Text passage: Begin
Student nurse who killed motorcyclist and injured passenger in collision avoids jail
Catherine Noble (22) inextricably failed to see Mark Cuthbertson’s motorbike and pulled out into his path
Catherine Noble pictured outside Craigavon Courthouse (Credit: Arthur Allison/Pacemaker Press)
A student nurse who killed a motorcyclist and caused serious injury to his pillion passenger when she pulled out from a junction was handed a combination order today.
Imposing an 18-month probation order along with 100 hours of community service on 22-year-old Catherine Noble, Judge Patrick Lynch KC stressed how “it has been recorded time and time again that no sentence any court can impose will restore a life or bring an appreciable moment of comfort to those who have suffered such a terrible loss or sustained serious injury.”
Friends and family of Mark Cuthbertson and his passenger watched proceedings at Craigavon Crown Court online and heard the judge say that for everyone involved, “it must’ve gone through their minds over and over” what might have happened if either vehicle had been “five or 10 seconds later or earlier.”
Text passage: End
Records supplied: Begin
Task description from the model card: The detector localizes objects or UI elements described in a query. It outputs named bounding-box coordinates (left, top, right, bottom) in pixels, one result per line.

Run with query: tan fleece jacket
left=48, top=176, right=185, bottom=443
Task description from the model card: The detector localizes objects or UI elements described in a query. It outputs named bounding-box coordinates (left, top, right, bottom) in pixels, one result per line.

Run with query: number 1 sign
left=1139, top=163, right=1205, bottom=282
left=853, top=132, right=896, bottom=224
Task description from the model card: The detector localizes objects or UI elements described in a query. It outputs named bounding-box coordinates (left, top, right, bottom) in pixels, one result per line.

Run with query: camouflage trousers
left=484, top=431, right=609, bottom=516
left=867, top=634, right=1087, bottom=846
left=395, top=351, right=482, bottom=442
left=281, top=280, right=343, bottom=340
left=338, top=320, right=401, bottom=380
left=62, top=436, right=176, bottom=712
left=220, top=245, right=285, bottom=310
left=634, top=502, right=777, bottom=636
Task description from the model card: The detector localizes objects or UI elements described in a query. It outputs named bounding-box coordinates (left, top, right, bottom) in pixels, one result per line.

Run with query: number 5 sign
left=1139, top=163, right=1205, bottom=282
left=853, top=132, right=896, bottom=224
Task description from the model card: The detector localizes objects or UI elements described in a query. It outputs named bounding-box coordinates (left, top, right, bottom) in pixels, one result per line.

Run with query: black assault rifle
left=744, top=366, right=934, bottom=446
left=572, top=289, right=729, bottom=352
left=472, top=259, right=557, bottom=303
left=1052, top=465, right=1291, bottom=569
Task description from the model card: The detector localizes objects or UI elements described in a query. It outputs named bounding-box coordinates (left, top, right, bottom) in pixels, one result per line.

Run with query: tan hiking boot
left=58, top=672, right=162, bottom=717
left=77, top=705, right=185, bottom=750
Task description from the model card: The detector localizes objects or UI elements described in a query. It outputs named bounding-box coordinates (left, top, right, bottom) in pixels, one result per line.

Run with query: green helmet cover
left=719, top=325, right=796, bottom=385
Records supplied: End
## Task item
Answer these questions using the news article about the sentencing of Catherine Noble:
1. What was Catherine Noble studying to become?
2. How long was the probation order imposed on her?
3. How did friends and family of Mark Cuthbertson and his passenger watch the proceedings?

## Answer to this task
1. A nurse.
2. 18 months.
3. Online.